## Directions
A. Answer these questions from the obituary.
(i) In which city did Clark grow up?
(ii) For roughly how many years did Clark work on campus as a lab technician?
(iii) What was the name of the German Shepherd that rode along on Clark's motorcycle?
B. Write the next part of the obituary, picking up after its final line.

## Reading text
# # # # #
Former UC Berkeley Lab Technician Dies at 78
Wednesday, February 16, 2011
Category: News > Obituaries
Former UC Berkeley lab technician Howard "Howie" Clark, iconic for his motorcycle rides with his German Shepherd, died at the Alta Bates Summit Medical Center in Berkeley on Feb. 8 due to complications from a stroke. He was 78 years old.
Described as a loving friend, radiant colleague and pure Berkeley character - complete with numerous pet dogs - Clark was a prolific figure in the 1960s to those around him, and his love for learning included memorizing the names of all the trees on the UC Berkeley campus, according to those close to him.
Clark, who grew up in Rochester, N.Y., and came to the Bay Area in the 1950s, spent about 30 years on campus as a technician in the lab of the late cell biologist Richard Strohman in the former zoology department - now known as the department of integrative biology - and retired in the 1990s.
UC Berkeley alumnus Robbie Long said he met Clark as an undergraduate in 1966 while studying history, and the two struck up a long-enduring friendship, even though Clark was 10 years his senior. Long said Clark was a campus fixture in the 1960s because of his German Shepherd, "Gully," who would follow him around campus and accompany him on motorcycle rides.
"(Clark) had a wanderer's spirit, the spirit of curiosity," Long said. "He was a troubadour, a real Paul Bunyan. He loved nature and just wanted to see the world."
# # # # #
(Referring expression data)

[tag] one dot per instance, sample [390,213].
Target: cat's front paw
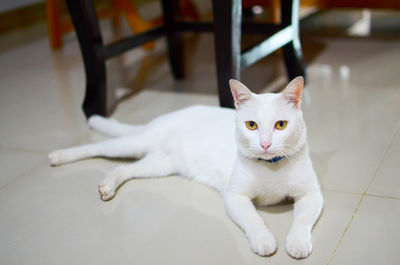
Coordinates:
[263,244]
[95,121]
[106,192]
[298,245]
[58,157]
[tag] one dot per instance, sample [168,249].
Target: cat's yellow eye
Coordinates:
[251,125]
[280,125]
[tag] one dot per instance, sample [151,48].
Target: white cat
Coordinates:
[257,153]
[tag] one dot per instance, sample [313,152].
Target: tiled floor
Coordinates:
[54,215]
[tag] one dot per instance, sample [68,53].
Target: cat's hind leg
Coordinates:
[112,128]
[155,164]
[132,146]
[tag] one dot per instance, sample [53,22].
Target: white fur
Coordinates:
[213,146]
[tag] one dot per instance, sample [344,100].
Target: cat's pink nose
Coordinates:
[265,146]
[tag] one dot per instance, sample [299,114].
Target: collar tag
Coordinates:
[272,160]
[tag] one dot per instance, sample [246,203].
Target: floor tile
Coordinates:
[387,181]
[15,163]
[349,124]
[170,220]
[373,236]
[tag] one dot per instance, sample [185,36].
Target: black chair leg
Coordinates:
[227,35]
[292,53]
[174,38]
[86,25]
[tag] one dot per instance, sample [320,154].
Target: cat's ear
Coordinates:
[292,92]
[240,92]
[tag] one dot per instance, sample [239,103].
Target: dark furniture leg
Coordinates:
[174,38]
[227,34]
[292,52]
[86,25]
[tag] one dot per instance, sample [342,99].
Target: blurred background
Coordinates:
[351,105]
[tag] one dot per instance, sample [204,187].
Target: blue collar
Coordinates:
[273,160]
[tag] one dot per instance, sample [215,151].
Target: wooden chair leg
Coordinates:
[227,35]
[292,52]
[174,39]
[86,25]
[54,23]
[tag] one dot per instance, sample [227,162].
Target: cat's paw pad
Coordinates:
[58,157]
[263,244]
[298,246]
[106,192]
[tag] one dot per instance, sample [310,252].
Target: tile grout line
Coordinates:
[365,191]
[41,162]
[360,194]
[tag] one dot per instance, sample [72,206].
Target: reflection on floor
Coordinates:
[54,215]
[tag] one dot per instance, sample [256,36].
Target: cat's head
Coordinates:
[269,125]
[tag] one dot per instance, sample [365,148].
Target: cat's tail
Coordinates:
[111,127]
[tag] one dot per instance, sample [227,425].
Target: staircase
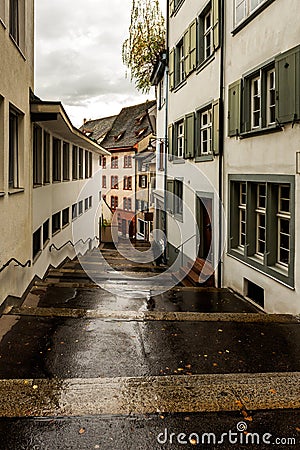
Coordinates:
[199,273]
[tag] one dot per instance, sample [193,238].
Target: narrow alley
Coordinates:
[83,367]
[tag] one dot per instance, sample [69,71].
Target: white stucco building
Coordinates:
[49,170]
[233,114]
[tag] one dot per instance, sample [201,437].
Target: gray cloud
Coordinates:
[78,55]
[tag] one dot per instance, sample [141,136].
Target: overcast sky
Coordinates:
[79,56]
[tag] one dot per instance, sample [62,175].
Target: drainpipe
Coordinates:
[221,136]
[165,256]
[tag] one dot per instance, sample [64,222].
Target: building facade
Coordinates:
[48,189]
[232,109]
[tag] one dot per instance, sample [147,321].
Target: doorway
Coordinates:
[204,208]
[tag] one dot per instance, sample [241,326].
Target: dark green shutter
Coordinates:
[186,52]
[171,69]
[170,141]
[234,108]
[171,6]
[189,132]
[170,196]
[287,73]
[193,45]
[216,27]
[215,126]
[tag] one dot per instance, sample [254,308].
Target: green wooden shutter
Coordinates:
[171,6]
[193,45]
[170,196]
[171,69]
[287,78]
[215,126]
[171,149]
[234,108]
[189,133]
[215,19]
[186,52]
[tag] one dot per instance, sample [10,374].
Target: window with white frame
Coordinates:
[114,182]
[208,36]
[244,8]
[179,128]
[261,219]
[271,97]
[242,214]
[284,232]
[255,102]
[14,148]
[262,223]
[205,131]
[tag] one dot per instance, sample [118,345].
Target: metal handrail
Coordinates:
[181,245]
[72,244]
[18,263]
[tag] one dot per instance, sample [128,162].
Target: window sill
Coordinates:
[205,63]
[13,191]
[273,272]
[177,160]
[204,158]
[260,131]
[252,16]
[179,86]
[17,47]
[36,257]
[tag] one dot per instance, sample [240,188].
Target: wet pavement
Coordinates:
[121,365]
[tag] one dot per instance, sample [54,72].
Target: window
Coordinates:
# # # # #
## Activity answers
A.
(i) Rochester, N.Y.
(ii) About 30 years
(iii) Gully

B.
Apart from spending his nights in Strohman's lab and being a true adventurer during his time at UC Berkeley, Clark served as caretaker for the Donohoe family, in particular for Maureen Donohoe, who had muscular dystrophy and who in turn looked after him just before his death. The two formed a close and special bond that lasted through the years.
"Maureen would cook for Howie, and Howie would bring her flowers." Long said. "They had had a strong connection."
Clark even taught unique classes such as mushroom hunting, Chinese astronomy and I Ching off the UC Berkeley campus, according to Long. Clark studied hundreds of different languages just because he had the opportunity and access to various libraries across campus.
"He never tried to impress people and was larger than life," Long said. "He loved to learn, but he didn't boast his knowledge that he gained while studying deeply and often."
According to long-time friend Mark McLeod, a former graduate student in the department of political science at UC Berkeley and now the executive director of the Berkeley-based Sustainable Business Alliance, Clark was adored by friends and acquaintances.
"Howie was a wonderful character (and) was widely known on campus. He enjoyed working in the (Valley Life Sciences Building) and loved the libraries and loved talking to people," McLeod said.
Clark retired at age 65 but stayed closely affiliated with the campus and was living in an apartment complex by Clark Kerr Campus before his death.
Marvalee Wake, the director of the Graduate School at the department of integrative biology, also worked with Clark during his time as a lab technician during the late 1970s.
"Everybody loved him, and he was enormously affable and helpful," Wake said. "His employment was as a technician, but he frequently sat in on courses and even learned to speak Japanese."
He is survived by his niece, Diane Smith.
"(He was) someone who really lived his life fully and got a lot more out of his life than most people usually do. It was always a pleasure to be around him," McLeod said.